Entries supplied

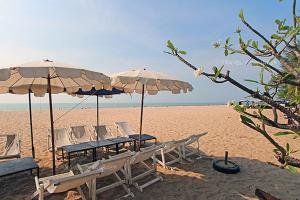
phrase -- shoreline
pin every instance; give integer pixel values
(68, 106)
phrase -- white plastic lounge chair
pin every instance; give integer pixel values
(81, 134)
(64, 182)
(12, 147)
(171, 150)
(102, 132)
(187, 150)
(110, 166)
(124, 129)
(62, 138)
(140, 158)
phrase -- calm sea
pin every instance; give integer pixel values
(40, 106)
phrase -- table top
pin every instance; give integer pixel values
(77, 147)
(143, 137)
(121, 140)
(101, 143)
(17, 165)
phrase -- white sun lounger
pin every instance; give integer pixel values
(171, 150)
(140, 158)
(64, 182)
(62, 137)
(124, 129)
(102, 132)
(81, 134)
(12, 147)
(110, 166)
(187, 150)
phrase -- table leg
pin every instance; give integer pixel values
(94, 154)
(62, 154)
(38, 172)
(117, 148)
(134, 145)
(69, 159)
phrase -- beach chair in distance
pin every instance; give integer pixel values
(64, 182)
(110, 166)
(102, 132)
(12, 147)
(187, 150)
(140, 158)
(62, 138)
(81, 134)
(171, 150)
(125, 130)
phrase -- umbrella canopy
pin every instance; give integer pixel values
(49, 77)
(141, 81)
(101, 92)
(33, 76)
(134, 80)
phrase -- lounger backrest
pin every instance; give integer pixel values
(66, 183)
(124, 129)
(170, 146)
(61, 137)
(194, 138)
(12, 145)
(102, 132)
(81, 134)
(144, 154)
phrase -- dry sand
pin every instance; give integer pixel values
(188, 181)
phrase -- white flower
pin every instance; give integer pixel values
(199, 71)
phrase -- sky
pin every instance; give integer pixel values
(113, 36)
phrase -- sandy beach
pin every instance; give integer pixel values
(197, 180)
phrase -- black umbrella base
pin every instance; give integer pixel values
(225, 166)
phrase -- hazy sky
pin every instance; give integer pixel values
(113, 36)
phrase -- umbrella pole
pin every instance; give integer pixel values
(52, 125)
(30, 121)
(97, 116)
(141, 119)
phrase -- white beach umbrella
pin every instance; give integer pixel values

Exercise description
Everything from the line with "phrase -- sandy beach" through the last line of the data above, please return word for word, and no other line.

Answer area
phrase -- sandy beach
pin every instance; give integer pixel values
(197, 180)
phrase -- black umbrella base
pin every instance; give integer pixel values
(225, 166)
phrase -- hazy sky
pin every instance; give integer pixel values
(113, 36)
phrase -- umbrella pole
pin every instance; give integer pixel values
(52, 125)
(30, 121)
(97, 116)
(141, 119)
phrase -- white beach umbrella
pin every instance; give integer pixel values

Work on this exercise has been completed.